What you are asked to do >>
Your answer should consist only of the lines below from the one with "Category: mown green lawn" through the one with "336, row 310.", copied exactly.

___

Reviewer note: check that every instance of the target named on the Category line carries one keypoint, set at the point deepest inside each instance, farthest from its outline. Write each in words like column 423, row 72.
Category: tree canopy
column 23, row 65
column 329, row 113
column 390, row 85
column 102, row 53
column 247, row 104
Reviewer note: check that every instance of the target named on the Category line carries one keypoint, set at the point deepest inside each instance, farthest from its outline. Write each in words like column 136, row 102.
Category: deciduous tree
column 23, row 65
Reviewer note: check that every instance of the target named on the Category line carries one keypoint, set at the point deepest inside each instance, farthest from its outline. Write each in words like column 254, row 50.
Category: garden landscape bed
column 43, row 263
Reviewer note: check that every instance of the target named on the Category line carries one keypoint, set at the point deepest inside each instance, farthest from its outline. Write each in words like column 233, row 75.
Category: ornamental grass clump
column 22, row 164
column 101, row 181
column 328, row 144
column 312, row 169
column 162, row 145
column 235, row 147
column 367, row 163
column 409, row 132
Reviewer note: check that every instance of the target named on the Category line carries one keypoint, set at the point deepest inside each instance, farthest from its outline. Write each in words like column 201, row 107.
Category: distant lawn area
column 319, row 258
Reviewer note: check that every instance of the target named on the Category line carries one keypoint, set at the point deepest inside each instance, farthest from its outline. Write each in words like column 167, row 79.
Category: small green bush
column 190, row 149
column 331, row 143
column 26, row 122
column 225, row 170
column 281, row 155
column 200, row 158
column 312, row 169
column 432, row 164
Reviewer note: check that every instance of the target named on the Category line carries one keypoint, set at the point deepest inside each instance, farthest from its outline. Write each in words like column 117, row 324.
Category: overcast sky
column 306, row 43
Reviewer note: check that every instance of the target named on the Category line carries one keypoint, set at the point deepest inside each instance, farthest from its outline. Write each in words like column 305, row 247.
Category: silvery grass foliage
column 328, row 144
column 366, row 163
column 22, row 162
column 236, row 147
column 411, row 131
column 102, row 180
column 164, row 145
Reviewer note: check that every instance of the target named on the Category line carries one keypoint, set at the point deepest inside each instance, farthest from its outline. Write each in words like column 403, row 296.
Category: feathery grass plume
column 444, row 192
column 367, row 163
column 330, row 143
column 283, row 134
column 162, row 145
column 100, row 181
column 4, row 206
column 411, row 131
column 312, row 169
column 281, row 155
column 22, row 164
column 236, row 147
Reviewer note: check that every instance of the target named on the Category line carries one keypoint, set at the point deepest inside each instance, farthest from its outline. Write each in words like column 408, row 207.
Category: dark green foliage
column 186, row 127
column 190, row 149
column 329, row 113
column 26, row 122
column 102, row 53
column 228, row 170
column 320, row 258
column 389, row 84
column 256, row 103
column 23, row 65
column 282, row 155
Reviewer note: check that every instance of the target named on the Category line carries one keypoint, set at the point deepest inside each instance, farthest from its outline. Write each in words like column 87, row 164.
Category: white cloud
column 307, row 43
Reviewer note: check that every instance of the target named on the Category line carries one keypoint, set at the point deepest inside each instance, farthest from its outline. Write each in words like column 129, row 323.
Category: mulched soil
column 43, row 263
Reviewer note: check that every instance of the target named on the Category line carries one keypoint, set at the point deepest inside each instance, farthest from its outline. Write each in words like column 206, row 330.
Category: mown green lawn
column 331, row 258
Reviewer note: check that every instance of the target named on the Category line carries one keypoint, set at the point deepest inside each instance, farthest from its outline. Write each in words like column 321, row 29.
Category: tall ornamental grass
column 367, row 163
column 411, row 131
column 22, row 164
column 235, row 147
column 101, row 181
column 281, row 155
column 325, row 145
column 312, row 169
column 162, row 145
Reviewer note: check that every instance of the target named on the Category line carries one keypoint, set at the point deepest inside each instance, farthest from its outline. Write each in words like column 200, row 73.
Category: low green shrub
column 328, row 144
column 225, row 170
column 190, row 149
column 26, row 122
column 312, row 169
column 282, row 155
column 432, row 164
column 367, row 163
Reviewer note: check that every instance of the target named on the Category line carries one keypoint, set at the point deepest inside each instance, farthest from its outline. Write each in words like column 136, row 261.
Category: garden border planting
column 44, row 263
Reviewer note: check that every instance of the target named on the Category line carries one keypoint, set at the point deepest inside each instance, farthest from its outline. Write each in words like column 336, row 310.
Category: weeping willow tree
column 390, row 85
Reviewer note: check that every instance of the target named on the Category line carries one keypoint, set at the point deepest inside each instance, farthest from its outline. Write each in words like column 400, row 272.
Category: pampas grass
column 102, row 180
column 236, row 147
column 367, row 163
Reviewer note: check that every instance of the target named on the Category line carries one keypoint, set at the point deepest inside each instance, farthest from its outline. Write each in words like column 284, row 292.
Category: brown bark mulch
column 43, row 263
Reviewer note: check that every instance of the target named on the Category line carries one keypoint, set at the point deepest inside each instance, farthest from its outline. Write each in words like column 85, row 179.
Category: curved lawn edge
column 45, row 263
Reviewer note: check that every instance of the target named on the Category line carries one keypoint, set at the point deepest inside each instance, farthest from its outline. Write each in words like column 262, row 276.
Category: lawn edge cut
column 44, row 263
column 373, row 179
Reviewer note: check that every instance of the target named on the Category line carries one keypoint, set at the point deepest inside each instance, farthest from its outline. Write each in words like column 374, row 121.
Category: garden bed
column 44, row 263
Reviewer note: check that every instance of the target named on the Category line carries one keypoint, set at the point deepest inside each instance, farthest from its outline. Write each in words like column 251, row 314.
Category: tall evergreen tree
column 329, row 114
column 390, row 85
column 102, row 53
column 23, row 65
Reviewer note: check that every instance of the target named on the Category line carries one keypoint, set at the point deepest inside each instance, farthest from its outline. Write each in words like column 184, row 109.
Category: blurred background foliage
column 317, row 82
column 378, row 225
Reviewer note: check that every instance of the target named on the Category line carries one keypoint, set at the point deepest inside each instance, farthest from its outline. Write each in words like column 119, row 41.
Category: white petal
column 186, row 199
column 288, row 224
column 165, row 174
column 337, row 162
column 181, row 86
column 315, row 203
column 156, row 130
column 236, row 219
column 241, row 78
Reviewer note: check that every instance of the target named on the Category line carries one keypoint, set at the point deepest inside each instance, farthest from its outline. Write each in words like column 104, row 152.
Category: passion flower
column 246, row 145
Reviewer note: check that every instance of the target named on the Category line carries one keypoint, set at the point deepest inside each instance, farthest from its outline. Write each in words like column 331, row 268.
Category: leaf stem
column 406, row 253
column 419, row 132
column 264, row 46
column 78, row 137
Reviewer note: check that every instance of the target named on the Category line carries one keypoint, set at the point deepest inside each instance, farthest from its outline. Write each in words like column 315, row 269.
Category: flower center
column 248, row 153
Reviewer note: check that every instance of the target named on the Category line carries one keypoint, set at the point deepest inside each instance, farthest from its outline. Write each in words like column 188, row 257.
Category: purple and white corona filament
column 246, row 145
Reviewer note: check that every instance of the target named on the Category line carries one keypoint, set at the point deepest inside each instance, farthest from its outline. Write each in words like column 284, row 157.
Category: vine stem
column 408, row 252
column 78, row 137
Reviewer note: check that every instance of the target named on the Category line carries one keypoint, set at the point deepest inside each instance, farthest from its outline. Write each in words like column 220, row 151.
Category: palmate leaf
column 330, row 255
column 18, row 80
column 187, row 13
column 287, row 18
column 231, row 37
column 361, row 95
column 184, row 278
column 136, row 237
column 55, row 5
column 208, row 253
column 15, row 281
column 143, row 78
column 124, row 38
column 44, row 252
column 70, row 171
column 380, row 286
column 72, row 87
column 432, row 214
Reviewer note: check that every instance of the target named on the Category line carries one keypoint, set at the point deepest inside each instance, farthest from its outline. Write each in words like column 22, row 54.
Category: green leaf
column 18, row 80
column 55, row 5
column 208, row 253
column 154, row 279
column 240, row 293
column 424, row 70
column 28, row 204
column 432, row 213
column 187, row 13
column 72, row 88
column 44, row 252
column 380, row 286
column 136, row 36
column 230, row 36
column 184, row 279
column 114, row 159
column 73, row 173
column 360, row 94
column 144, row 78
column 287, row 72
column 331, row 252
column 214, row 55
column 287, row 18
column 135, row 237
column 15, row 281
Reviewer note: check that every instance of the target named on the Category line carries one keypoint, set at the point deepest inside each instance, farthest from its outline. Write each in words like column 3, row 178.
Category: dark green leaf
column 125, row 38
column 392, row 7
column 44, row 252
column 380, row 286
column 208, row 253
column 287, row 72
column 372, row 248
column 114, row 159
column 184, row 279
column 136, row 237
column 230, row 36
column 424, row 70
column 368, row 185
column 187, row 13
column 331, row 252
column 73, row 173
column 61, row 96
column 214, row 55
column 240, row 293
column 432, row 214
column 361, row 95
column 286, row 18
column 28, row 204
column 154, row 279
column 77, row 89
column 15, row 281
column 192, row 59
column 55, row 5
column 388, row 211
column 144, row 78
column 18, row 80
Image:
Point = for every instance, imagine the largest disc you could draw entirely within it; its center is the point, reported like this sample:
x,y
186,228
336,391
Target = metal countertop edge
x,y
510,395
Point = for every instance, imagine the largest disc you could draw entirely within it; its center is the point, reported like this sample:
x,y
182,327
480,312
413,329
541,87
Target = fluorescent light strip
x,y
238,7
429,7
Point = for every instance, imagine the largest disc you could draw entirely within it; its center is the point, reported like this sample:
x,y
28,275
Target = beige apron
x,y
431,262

___

Expected answer >>
Category: mown green lawn
column 331, row 258
Reviewer note: check that every instance of the target named on the Category line carries one keypoint, set at the point deepest inside each instance, farthest from its outline. Write each in words like column 321, row 29.
Category: tall ornamental grass
column 367, row 163
column 411, row 131
column 22, row 164
column 235, row 147
column 101, row 181
column 281, row 155
column 325, row 145
column 312, row 169
column 162, row 145
Reviewer note: check that every instance of the target named on the Category line carries one keypoint, set at the point deepest inside each instance, farthest from its outline. Write each in words like column 200, row 73.
Category: low green shrub
column 328, row 144
column 225, row 170
column 190, row 149
column 26, row 122
column 312, row 169
column 282, row 155
column 432, row 164
column 367, row 163
Reviewer note: check that every instance of the target named on the Category line carries one keypoint, set at the point deepest inside each instance, farthest from its outline. Write each in words like column 136, row 261.
Category: garden border planting
column 44, row 263
Reviewer note: check that every instance of the target named on the Category line carries one keypoint, set at the point deepest inside each instance, farthest from its outline. Write each in words like column 336, row 310.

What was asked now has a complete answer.